Instructions to follow
Write out the complete data exactly as written.

Source material
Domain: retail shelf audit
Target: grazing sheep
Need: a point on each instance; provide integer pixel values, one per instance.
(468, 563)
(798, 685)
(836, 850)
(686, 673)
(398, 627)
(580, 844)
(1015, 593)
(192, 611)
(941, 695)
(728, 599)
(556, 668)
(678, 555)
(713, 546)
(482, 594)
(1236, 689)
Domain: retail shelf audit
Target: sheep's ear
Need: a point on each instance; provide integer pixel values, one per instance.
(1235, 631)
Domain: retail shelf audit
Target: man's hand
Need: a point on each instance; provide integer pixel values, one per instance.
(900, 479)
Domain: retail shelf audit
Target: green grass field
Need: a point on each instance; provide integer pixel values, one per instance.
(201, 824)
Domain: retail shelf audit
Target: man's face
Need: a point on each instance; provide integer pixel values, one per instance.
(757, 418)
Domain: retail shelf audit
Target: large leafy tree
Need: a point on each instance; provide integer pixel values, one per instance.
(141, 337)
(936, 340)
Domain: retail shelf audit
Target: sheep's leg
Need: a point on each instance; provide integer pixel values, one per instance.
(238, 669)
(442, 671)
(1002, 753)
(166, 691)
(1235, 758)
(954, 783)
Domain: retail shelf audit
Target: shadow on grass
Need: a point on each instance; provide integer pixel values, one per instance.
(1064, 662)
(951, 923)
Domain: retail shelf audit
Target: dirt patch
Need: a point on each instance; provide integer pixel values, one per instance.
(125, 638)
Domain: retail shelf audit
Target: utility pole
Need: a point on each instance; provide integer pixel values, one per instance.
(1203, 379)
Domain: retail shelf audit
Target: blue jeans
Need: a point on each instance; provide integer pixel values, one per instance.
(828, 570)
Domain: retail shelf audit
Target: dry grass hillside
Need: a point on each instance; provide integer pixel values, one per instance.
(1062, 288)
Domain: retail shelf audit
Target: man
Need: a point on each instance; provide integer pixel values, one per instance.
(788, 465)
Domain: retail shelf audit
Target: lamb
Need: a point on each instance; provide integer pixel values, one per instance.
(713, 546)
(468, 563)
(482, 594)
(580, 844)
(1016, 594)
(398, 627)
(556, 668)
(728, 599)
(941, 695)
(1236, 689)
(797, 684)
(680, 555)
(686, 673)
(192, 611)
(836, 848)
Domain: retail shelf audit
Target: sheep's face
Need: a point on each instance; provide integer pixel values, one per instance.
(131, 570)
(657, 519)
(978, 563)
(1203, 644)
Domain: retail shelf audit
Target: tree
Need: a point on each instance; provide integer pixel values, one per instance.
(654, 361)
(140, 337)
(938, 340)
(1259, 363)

Solution for this exercise
Domain: retail shelf audit
Target: grazing sheep
Need: a point on each instance; provide integer pixel values, one per instance.
(468, 563)
(798, 685)
(836, 850)
(686, 673)
(398, 627)
(580, 844)
(1015, 593)
(192, 611)
(941, 695)
(728, 599)
(556, 668)
(678, 555)
(713, 546)
(482, 594)
(1236, 689)
Domain: retail shelf audit
Target: sheep's ear
Need: a point on each instance; provide integer pixel values, one per instance.
(1235, 631)
Domain: retail shelf audit
Target: man's hand
Need: a point on each instance; provide integer pixel values, one per instance.
(900, 479)
Domain: retail shelf audit
Target: green grass field
Need: a point on each instance; provide integer pixel values, one per instance.
(201, 824)
Domain: retail shelf audit
Target: man's face
Need: a point on each instance; provide integer pixel values, one per instance.
(757, 418)
Domain: retail shelf audit
Target: large leafy tree
Need: a point on each instance; provide integer pixel values, one per instance.
(141, 337)
(936, 340)
Domain: retail shelf audit
Target: sheep's leg
Need: a point on each instance; provide integer pixel values, one per instance.
(238, 669)
(442, 671)
(1002, 753)
(166, 691)
(1235, 758)
(954, 783)
Domain: retail shelf audit
Target: shadow on grass
Need: a point on each instance; provide integer pixel values, one per instance.
(1064, 662)
(951, 923)
Domain: retail shelf audit
Target: dirt patch
Need: a point on each instance; provide integer pixel values, one per instance.
(125, 638)
Domain: retail shelf audit
Target: utility pole
Need: a point on each instance; provide integer pixel values, one per instance.
(1203, 379)
Domain: retail shelf audit
Target: blue jeans
Need: a point on each instance; provide integer pixel values, one per instance.
(828, 570)
Domain: retail shelf audit
Target: dry grass hillside
Need: a point on each instance; provide integer pixel values, one per instance.
(1062, 288)
Domain: retail shelf audit
Target: man
Need: a point on each instance; provide integer pixel values, one per instance.
(788, 465)
Domain: retail shelf audit
Target: lamb
Need: a point on each instance; provide integer pixel values, one per instance.
(713, 546)
(468, 563)
(482, 594)
(580, 844)
(1016, 594)
(398, 627)
(556, 668)
(728, 599)
(941, 695)
(1236, 689)
(797, 684)
(680, 555)
(686, 673)
(192, 611)
(836, 848)
Domain: retail shelf audit
Target: sheep's face
Need: a point on each instance; provide integer pixel values, one per instance.
(131, 570)
(657, 519)
(978, 563)
(1203, 644)
Domain: retail shelf audit
Target: tree
Need: a point on each instance; provide integer pixel values, one per instance.
(654, 361)
(140, 337)
(938, 340)
(1259, 363)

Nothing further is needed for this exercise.